Rows from a pointing dataset:
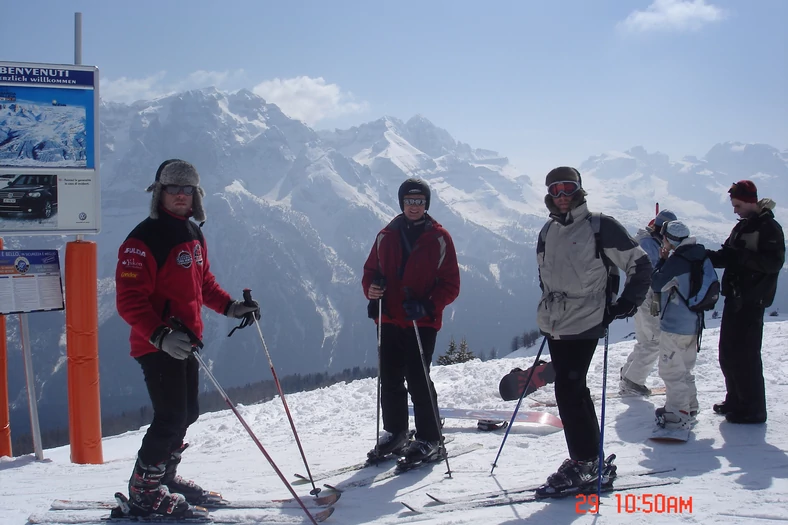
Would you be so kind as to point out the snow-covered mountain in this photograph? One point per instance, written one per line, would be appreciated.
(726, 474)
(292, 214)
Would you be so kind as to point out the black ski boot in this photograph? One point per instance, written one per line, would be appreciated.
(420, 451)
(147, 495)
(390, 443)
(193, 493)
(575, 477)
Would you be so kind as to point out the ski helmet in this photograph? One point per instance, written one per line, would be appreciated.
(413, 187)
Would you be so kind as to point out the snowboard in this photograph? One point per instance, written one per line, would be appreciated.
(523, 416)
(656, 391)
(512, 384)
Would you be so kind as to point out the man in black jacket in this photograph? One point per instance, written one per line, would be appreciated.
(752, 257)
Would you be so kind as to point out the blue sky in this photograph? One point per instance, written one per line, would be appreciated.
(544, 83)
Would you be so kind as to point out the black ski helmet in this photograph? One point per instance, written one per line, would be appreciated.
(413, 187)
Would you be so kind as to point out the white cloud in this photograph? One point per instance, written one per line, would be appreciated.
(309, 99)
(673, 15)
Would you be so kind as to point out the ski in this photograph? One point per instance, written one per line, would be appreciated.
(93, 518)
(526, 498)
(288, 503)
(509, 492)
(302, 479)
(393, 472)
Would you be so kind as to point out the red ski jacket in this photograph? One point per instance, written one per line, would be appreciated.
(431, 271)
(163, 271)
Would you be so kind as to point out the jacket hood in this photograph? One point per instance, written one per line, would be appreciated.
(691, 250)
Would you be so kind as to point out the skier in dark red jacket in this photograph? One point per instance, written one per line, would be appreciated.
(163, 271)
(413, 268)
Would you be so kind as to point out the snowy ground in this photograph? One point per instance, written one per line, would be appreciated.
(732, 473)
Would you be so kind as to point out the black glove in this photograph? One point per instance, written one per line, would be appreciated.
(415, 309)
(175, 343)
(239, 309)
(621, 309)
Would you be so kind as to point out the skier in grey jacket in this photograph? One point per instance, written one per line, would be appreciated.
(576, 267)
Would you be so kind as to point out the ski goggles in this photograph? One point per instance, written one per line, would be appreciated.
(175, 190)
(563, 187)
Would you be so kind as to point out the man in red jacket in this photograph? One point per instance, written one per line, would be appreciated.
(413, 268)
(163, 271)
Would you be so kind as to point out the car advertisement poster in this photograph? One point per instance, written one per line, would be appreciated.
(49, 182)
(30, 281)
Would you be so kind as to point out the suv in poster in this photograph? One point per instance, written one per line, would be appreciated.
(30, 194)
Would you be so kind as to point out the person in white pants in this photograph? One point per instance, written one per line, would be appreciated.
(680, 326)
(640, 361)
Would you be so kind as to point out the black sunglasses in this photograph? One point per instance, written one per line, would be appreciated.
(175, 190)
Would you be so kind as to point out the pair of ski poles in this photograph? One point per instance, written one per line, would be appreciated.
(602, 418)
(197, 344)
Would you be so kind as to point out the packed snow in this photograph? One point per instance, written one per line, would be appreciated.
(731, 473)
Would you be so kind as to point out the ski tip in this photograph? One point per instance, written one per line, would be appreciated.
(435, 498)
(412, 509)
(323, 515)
---
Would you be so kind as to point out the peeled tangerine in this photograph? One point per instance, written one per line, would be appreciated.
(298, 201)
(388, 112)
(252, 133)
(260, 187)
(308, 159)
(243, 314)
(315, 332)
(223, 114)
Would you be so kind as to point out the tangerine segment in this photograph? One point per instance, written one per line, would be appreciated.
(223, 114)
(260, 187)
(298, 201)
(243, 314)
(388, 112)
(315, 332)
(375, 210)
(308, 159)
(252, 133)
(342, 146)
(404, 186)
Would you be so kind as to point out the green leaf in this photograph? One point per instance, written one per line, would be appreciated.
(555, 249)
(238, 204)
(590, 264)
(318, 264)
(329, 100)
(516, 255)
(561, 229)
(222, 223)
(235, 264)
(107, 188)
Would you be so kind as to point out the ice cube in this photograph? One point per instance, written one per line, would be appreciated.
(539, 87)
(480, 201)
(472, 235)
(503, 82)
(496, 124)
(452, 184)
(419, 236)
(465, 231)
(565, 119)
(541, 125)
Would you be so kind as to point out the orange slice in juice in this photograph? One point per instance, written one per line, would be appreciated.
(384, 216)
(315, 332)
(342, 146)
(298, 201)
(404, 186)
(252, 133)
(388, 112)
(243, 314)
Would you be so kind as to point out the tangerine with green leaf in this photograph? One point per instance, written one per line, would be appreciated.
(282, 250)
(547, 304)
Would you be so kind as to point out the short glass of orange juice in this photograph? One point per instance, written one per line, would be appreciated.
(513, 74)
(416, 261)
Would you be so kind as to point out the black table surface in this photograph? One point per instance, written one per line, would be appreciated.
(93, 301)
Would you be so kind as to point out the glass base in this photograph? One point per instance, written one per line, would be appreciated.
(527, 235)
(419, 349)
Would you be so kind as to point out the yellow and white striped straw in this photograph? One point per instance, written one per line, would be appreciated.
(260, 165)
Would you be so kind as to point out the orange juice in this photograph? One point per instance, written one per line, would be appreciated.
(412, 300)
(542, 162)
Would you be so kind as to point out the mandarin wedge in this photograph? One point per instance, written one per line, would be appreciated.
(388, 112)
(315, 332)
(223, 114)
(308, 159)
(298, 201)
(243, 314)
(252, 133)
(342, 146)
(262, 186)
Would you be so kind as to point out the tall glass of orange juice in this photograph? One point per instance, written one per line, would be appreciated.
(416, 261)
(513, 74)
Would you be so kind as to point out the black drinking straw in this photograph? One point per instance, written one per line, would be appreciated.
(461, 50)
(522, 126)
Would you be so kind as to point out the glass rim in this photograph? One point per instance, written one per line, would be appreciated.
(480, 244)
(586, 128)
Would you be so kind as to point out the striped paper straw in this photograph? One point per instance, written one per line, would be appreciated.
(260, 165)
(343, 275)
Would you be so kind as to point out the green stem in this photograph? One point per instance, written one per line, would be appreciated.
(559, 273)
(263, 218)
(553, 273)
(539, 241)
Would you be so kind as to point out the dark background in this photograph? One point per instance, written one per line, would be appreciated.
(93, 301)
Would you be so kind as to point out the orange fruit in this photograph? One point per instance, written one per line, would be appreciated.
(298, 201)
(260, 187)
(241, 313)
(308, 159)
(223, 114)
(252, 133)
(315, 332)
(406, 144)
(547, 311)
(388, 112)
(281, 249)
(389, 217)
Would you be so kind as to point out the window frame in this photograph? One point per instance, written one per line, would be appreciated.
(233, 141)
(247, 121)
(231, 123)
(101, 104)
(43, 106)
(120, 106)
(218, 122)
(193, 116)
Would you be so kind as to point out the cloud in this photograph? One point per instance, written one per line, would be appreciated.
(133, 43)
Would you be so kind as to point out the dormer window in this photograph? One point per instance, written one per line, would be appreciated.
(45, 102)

SHORT EXERCISE = Locate every line in the records that contains the word "helmet" and copy each of those lines. Case counts.

ANSWER TO THE PROBLEM =
Would you be so kind as to point out the ski helmet in this photograph? One point per instance, written one per line, would be appreciated.
Would you be so kind as to point out the black ski helmet in this photograph? One point per instance, written one per line, would be appreciated.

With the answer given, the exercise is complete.